# WORK TO BE COMPLETED:
How many lines in the entries below contain the string "cloud"? Reply with that number alone.

# GIVEN DATA:
**********
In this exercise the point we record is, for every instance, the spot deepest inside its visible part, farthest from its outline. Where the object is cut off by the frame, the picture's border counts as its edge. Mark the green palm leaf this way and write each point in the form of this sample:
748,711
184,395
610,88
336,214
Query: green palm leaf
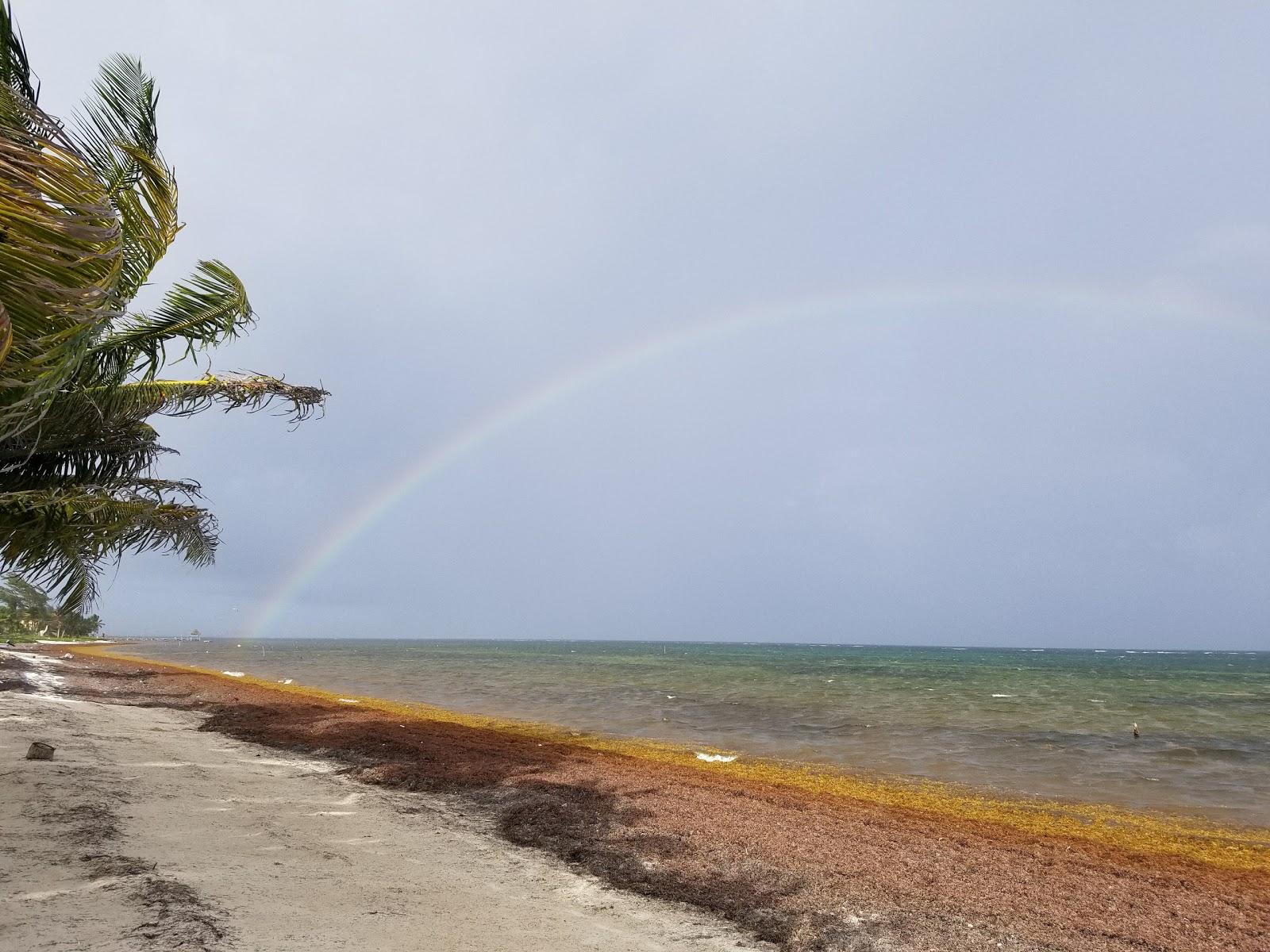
207,310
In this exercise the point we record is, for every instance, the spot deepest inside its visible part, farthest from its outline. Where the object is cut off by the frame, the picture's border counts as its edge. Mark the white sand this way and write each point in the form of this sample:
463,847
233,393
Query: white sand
222,844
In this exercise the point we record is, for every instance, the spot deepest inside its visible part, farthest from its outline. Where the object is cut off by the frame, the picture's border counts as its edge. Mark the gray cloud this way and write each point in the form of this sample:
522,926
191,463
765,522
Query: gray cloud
438,207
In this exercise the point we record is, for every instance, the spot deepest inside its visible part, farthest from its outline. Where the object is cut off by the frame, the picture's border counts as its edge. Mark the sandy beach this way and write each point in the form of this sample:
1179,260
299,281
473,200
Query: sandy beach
146,833
190,810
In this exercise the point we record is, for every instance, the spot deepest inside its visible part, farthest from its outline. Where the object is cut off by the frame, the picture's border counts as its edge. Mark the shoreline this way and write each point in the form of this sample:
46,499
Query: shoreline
1146,831
800,858
146,833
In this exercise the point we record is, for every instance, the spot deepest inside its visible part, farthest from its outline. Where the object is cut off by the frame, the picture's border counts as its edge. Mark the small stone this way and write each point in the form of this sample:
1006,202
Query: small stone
40,750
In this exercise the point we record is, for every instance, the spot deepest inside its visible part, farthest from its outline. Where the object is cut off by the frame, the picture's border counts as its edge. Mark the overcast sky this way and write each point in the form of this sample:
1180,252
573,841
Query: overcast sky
1033,412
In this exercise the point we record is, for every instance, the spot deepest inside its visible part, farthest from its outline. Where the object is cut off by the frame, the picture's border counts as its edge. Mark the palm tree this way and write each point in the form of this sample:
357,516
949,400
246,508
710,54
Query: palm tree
87,213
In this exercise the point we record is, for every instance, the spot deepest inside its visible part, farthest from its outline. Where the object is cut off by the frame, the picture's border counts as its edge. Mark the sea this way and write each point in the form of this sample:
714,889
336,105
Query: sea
1054,724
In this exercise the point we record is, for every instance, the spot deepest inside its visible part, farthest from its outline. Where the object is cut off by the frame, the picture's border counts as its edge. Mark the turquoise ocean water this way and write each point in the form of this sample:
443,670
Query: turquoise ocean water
1048,723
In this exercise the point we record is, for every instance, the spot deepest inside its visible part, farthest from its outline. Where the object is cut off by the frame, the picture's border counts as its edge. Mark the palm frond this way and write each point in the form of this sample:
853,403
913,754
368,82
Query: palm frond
61,539
60,260
203,311
14,65
106,456
117,131
88,409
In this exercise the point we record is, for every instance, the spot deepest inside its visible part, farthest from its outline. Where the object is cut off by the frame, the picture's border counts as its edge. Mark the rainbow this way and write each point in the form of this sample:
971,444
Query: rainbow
863,308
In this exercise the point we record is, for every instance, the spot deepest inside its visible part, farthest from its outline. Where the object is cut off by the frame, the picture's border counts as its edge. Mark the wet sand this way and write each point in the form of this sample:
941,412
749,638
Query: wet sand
802,865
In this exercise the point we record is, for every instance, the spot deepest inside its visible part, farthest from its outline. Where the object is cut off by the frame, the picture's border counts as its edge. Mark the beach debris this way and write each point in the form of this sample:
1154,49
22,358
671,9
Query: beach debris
38,750
717,758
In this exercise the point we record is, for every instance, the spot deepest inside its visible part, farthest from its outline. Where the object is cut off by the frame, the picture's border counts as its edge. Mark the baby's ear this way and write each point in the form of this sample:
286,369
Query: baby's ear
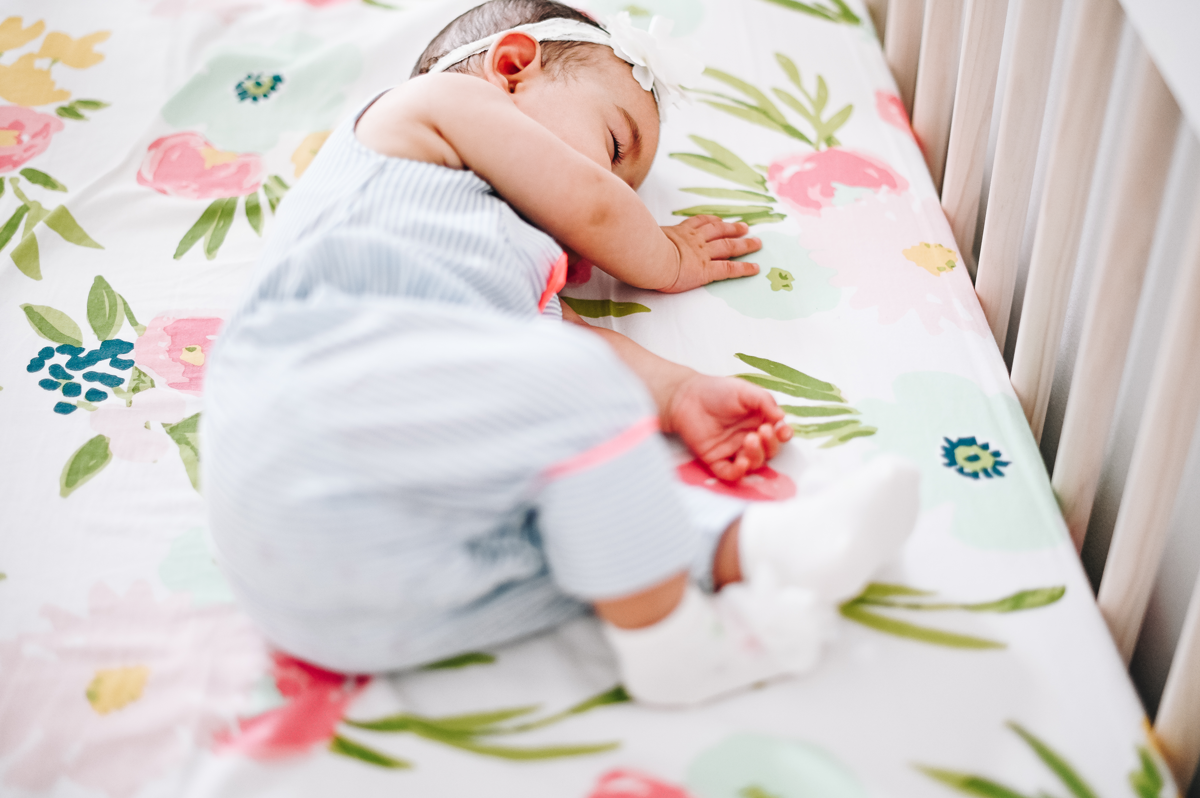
**********
# ANSWER FOR THE TASK:
2